RECORDS FOR PROCESSING:

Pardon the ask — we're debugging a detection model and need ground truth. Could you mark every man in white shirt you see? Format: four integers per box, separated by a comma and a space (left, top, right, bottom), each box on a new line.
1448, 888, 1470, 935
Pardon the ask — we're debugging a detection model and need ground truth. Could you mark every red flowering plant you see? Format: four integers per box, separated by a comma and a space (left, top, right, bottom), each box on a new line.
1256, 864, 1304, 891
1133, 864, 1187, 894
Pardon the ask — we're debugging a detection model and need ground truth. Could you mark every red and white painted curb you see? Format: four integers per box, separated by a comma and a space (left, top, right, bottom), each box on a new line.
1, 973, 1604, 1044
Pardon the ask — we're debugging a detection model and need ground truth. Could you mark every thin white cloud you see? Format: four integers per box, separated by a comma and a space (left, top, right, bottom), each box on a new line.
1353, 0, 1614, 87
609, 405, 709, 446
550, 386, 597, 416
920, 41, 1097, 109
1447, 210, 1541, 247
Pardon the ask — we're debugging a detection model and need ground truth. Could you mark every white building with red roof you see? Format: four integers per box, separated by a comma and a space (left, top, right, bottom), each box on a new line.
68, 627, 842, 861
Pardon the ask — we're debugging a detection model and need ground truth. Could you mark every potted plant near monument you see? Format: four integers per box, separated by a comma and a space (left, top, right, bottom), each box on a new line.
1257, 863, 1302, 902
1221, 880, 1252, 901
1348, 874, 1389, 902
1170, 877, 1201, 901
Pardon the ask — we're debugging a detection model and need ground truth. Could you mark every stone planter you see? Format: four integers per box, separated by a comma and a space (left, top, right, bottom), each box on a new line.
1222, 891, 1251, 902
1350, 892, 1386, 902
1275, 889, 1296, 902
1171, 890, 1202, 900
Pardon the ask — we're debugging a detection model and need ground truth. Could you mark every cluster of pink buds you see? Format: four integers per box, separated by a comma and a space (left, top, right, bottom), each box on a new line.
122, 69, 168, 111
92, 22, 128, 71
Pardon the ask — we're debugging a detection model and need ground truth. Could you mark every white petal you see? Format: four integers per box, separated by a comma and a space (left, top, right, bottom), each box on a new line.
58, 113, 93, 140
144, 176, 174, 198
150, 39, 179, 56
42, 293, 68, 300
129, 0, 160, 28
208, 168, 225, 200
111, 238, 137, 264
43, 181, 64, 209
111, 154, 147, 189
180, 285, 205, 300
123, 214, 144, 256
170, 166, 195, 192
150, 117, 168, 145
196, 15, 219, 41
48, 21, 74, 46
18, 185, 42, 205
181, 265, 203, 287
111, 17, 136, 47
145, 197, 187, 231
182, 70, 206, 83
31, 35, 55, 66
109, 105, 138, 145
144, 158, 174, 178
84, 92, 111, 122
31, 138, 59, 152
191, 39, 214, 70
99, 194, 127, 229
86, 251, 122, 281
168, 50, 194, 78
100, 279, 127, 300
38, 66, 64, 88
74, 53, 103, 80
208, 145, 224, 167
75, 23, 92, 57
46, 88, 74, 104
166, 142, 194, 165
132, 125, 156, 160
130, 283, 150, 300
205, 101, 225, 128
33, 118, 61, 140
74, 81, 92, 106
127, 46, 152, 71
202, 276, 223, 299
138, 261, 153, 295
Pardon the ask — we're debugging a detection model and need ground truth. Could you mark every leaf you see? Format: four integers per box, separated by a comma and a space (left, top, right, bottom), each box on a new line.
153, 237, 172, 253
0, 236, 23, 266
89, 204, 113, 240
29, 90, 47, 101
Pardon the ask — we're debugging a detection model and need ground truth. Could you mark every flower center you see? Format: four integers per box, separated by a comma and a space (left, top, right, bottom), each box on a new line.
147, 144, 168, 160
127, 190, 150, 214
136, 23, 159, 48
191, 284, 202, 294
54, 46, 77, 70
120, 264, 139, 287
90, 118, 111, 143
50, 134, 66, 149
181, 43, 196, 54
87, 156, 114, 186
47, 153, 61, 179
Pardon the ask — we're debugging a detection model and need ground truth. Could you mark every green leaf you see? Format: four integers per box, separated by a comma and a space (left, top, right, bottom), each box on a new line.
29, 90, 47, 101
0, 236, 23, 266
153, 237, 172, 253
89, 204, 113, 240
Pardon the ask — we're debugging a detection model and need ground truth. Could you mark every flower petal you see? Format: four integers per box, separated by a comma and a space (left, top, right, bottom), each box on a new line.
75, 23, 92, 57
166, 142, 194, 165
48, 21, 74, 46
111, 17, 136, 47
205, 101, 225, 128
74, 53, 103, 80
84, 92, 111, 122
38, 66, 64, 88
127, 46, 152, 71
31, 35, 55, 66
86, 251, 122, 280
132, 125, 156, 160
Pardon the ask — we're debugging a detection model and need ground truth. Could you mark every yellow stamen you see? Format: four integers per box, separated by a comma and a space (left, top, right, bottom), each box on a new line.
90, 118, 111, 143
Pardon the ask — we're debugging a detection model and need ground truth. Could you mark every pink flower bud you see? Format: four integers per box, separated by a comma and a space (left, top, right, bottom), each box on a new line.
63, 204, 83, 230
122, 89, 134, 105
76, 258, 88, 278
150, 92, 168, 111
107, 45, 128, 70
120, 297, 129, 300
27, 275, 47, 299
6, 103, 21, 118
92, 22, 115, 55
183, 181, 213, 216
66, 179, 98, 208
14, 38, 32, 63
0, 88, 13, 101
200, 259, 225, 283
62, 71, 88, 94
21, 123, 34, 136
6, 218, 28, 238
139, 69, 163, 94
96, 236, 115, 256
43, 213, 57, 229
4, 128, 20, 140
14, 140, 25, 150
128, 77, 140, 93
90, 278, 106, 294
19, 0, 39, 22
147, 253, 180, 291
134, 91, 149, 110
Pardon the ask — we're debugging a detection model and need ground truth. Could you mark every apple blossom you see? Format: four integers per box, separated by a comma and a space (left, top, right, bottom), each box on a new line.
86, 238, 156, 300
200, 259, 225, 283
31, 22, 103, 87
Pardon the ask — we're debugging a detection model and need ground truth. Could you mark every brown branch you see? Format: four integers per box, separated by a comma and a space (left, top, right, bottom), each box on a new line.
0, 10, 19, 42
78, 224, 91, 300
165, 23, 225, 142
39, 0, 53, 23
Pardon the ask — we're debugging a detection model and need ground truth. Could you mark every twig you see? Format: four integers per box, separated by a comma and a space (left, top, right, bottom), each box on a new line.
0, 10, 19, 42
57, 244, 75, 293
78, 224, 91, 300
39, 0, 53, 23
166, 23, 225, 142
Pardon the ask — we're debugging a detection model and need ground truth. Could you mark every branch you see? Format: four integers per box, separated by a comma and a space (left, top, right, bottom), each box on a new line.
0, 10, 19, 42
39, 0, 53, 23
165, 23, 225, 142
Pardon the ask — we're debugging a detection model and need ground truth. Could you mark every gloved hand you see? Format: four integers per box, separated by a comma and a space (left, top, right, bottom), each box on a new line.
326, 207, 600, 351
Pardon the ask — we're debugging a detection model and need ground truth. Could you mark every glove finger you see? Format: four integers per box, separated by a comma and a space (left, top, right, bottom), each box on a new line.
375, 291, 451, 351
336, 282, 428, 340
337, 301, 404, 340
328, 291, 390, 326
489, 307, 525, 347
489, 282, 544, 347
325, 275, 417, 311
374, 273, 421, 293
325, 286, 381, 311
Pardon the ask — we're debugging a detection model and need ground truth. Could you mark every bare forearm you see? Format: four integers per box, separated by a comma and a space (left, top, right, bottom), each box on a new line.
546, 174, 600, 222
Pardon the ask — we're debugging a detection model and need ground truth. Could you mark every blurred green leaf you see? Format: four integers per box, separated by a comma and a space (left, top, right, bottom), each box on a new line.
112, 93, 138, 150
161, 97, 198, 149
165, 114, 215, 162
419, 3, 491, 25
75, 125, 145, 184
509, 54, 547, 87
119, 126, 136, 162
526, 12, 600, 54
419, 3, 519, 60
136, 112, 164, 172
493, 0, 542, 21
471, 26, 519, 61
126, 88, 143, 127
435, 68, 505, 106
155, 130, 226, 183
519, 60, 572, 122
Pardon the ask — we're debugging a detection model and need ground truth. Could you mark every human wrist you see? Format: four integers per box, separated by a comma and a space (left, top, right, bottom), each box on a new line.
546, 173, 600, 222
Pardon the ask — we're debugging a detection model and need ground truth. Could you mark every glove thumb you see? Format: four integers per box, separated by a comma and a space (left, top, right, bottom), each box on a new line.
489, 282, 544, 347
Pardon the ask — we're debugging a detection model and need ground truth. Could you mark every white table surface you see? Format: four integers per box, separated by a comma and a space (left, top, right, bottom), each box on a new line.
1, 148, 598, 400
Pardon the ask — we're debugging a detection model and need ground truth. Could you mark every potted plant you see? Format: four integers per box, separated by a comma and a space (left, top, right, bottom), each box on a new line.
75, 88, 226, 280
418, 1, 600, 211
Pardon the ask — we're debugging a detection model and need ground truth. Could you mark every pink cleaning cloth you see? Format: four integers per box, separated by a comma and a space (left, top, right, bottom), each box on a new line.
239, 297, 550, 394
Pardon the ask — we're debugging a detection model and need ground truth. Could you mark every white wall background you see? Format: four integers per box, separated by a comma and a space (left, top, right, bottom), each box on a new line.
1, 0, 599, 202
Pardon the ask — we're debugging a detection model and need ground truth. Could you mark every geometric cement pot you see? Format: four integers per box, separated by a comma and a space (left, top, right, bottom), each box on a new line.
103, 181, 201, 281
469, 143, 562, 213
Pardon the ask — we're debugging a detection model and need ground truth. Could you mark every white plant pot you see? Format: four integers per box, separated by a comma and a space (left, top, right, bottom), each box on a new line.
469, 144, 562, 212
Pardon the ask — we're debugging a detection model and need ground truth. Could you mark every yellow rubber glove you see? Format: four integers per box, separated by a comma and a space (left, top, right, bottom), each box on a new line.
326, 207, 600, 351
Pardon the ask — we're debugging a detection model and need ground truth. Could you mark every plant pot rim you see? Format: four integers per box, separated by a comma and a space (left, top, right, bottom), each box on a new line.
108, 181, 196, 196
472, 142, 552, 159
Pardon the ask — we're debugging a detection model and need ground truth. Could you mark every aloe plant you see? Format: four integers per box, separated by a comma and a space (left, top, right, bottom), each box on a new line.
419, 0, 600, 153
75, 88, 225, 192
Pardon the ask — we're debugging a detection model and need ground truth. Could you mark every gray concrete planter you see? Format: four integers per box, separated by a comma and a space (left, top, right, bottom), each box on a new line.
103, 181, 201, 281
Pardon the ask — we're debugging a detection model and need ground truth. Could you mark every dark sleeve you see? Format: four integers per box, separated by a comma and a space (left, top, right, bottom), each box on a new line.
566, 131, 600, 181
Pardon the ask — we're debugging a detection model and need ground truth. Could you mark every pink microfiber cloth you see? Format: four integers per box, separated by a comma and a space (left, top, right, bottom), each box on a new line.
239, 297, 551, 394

WORK REQUIRED: Your output should be an exact copy of the lines from the one containing "every pink microfiber" through the last line of the data above.

OUTPUT FOR THIS TASK:
Pardon the ask — we're debugging a detection model and need ground truth. Could you mark every pink microfiber cloth you see? Format: four integers per box, separated by a comma and a space (left, top, right, bottom), each box on a new line.
239, 297, 551, 394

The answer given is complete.